▶ **Exercício curto 1**
Passe para inglês esta frase do texto sobre Bach: "Aos quinze anos, ingressou na escola coral de S. Miguel, em Lüneburg."
▶ **Exercício curto 2**
Conte quantas linhas da listagem contêm a palavra "tree" e responda apenas com esse número.

▶ **Excerto escolhido**

*-*-*

Uma Pequena História da Música [37]
Johann Sebastian Bach
Austeridade, espiritualidade, perfeição técnica e beleza artística são algumas das características mais marcantes que definem a música de Bach (1685-1750). Mas todas elas não seriam nada sem o seu génio, que o levou a ultrapassar os limites do barroco e a tornar-se um dos maiores compositores de todos os tempos.
Em 1685, nasceu em Eisenach, no leste da
Alemanha, o oitavo filho de Johann
Ambrosius Bach. Batizado Johann
Sebastian, viria a tornar-se o membro
mais proeminente de uma família com uma
longa tradição musical: o seu pai era um
famoso instrumentista e os seus tios
eram compositores e músicos
profissionais.
NASCIDO ENTRE
MÚSICOS
Foi provavelmente o seu pai
que lhe ensinou a tocar violino e os
primeiros fundamentos da música, uma vez
que tocava vários instrumentos e
trabalhava como pianista de concertos na
sua cidade natal. O seu irmão mais velho
Johann Christoph, com quem passou a
viver quando ficou órfão aos dez anos de
idade e que lhe ensinou composição,
teoria musical, tocar órgão e cravo,
contribuiu para a sua aprendizagem.
Aos quinze anos, ingressou na escola
coral de S. Miguel, em Lüneburg. Durante
os dois anos que aí passou, parece que
teve a oportunidade de conhecer
organistas de renome, ter acesso aos
melhores órgãos da época e aperfeiçoar a
sua técnica como organista.
INÍCIO COMO ORGANISTA
Em 1703, Bach conseguiu um lugar como
músico de capela na corte de Weimar e,
sete meses mais tarde, como organista na
igreja de S. Bonifácio em Arnstadt.

*-*-*

(Extratos de dados marcados com caixas)
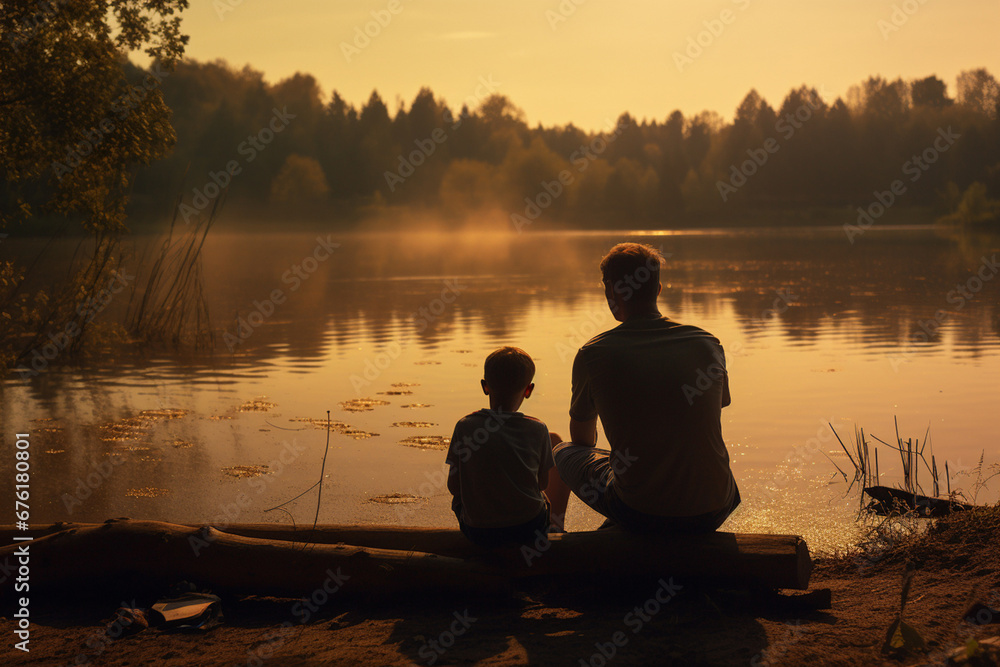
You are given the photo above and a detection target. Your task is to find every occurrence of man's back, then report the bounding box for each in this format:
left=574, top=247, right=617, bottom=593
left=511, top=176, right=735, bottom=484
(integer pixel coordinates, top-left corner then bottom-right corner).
left=570, top=316, right=736, bottom=517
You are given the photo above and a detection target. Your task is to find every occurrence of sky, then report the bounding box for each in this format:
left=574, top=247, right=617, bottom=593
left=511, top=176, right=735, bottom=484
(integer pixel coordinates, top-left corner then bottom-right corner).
left=183, top=0, right=1000, bottom=130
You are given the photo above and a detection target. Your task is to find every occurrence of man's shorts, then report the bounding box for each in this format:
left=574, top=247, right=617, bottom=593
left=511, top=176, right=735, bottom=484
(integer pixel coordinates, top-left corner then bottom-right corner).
left=552, top=442, right=740, bottom=533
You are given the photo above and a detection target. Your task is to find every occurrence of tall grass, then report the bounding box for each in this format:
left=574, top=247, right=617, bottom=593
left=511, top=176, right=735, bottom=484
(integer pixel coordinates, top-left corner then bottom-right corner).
left=126, top=192, right=225, bottom=347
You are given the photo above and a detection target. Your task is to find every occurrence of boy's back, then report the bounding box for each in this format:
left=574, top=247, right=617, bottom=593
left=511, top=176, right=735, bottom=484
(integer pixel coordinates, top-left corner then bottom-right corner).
left=446, top=409, right=553, bottom=528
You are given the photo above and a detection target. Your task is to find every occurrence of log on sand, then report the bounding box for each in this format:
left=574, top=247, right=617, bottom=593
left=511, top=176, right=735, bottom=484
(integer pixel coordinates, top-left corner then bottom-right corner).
left=0, top=520, right=812, bottom=595
left=0, top=520, right=506, bottom=599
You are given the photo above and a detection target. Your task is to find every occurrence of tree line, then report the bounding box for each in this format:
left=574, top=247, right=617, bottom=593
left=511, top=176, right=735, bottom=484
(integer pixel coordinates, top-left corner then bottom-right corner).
left=125, top=61, right=1000, bottom=228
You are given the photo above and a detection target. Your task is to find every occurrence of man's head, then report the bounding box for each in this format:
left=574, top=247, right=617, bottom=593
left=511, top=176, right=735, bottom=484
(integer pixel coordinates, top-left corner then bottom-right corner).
left=601, top=243, right=663, bottom=321
left=482, top=347, right=535, bottom=410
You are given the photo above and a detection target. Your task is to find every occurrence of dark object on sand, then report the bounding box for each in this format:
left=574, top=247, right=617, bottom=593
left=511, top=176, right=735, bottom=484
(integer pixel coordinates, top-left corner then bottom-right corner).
left=865, top=486, right=975, bottom=517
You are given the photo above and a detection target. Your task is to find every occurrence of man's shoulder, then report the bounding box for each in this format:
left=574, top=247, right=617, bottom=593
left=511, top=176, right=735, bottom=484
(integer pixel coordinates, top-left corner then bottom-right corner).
left=580, top=317, right=721, bottom=353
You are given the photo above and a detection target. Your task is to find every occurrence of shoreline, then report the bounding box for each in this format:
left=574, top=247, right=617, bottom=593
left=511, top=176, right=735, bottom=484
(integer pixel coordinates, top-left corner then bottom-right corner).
left=0, top=506, right=1000, bottom=665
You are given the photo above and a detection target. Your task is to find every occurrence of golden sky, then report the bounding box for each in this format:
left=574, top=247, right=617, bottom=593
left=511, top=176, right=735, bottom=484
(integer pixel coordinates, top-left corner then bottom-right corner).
left=184, top=0, right=1000, bottom=129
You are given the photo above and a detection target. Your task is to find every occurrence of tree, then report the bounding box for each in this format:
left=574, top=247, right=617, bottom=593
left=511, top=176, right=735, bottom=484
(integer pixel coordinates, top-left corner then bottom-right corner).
left=271, top=153, right=330, bottom=204
left=0, top=0, right=187, bottom=232
left=910, top=76, right=952, bottom=109
left=0, top=0, right=187, bottom=374
left=958, top=69, right=1000, bottom=118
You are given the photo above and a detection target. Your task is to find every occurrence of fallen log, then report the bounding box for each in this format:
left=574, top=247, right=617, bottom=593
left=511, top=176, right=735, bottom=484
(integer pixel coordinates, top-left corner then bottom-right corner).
left=0, top=520, right=507, bottom=599
left=0, top=521, right=812, bottom=592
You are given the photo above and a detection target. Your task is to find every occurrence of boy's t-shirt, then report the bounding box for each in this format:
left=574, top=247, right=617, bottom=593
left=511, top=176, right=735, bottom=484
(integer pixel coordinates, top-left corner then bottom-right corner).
left=445, top=409, right=554, bottom=528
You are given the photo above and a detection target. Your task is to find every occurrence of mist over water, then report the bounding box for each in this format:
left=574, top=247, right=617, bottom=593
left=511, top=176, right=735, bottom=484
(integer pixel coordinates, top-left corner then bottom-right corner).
left=0, top=226, right=1000, bottom=550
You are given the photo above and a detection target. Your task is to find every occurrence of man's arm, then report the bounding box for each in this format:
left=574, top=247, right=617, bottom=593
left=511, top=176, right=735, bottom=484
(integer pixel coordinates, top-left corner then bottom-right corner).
left=448, top=463, right=460, bottom=496
left=569, top=417, right=597, bottom=447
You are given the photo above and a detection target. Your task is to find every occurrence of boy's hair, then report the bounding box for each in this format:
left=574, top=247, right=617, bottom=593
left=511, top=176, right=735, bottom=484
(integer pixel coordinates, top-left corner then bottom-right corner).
left=601, top=243, right=663, bottom=303
left=483, top=346, right=535, bottom=398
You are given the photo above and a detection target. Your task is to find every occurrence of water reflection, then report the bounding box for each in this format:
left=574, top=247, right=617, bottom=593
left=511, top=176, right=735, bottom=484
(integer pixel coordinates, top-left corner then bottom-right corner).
left=0, top=228, right=1000, bottom=548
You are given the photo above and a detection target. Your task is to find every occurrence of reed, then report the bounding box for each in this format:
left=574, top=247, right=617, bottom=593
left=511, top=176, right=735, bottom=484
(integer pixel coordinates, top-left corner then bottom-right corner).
left=126, top=192, right=225, bottom=347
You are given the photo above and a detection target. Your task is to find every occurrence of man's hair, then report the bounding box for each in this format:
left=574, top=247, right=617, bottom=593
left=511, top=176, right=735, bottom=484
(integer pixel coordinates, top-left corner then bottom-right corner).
left=483, top=347, right=535, bottom=398
left=601, top=243, right=663, bottom=303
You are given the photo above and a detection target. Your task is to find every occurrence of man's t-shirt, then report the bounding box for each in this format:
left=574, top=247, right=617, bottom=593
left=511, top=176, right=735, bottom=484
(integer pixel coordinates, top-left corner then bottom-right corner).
left=445, top=409, right=554, bottom=528
left=569, top=316, right=736, bottom=517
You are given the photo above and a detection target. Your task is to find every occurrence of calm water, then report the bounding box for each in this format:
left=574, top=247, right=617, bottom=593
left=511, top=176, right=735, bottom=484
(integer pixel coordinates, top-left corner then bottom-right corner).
left=0, top=228, right=1000, bottom=550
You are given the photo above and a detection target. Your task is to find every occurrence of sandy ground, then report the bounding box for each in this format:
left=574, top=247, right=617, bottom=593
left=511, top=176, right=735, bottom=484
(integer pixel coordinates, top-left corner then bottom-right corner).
left=0, top=508, right=1000, bottom=667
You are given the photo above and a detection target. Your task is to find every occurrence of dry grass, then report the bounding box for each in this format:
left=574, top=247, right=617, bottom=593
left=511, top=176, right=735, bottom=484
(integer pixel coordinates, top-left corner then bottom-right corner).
left=820, top=504, right=1000, bottom=573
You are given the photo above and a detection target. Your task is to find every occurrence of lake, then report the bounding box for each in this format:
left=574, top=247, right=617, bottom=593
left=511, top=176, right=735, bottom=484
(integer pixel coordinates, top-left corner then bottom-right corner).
left=0, top=226, right=1000, bottom=551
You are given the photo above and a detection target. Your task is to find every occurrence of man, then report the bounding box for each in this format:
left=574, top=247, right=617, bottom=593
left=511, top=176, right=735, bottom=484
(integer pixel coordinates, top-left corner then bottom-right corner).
left=549, top=243, right=740, bottom=533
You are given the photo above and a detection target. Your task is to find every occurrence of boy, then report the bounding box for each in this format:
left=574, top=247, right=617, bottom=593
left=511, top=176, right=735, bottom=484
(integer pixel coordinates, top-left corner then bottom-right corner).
left=446, top=347, right=561, bottom=547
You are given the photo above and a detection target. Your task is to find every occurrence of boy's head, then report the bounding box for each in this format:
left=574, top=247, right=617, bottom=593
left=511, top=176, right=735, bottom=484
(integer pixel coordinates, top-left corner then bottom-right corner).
left=483, top=346, right=535, bottom=410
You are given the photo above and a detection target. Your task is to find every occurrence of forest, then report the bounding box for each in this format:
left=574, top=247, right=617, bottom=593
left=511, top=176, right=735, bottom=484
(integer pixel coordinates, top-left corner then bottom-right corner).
left=115, top=61, right=1000, bottom=230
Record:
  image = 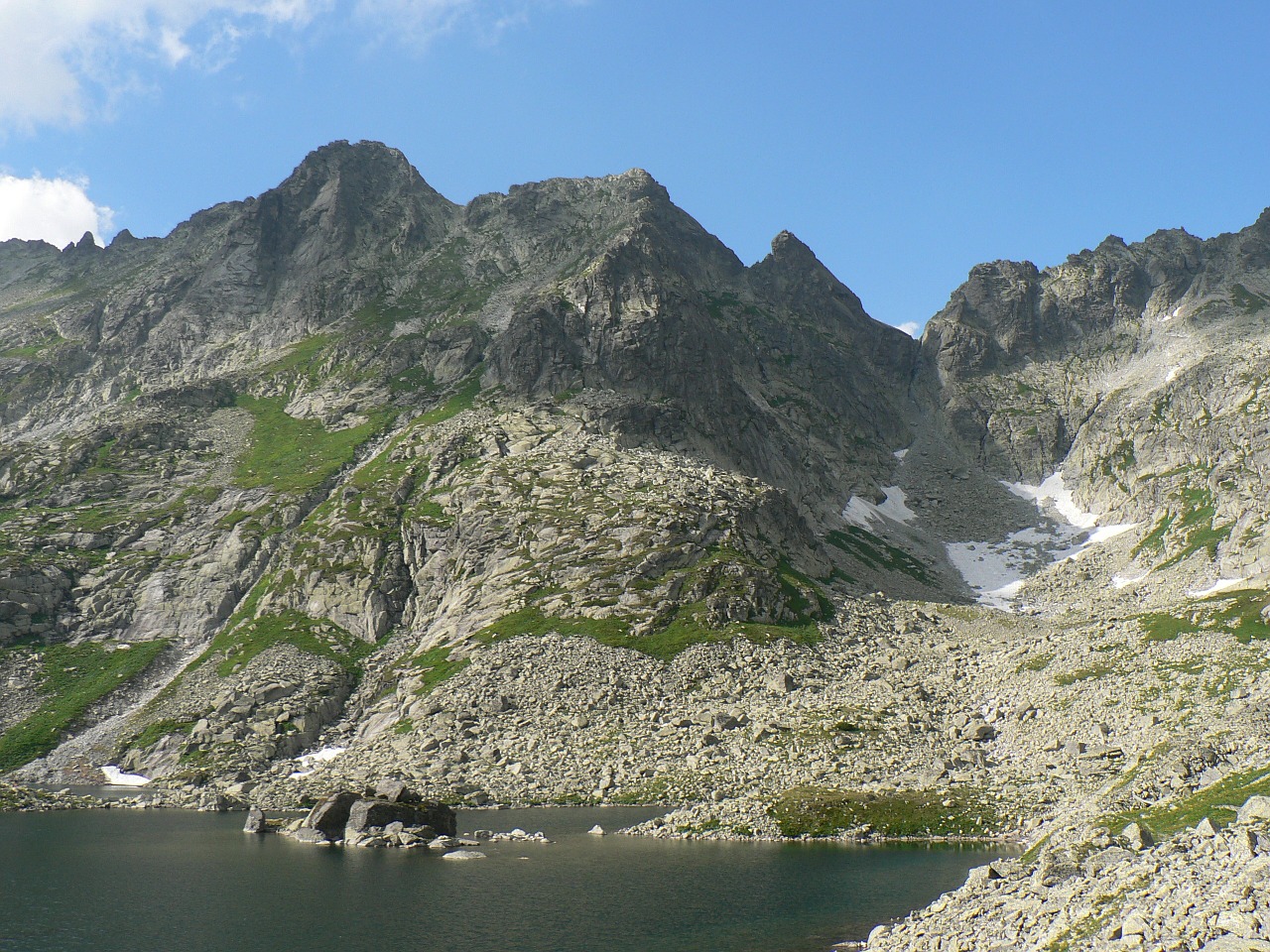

*-*-*

▶ **Solução completa 1**
At fifteen, he entered the choir school of St. Michael's in Lüneburg.

▶ **Solução completa 2**
2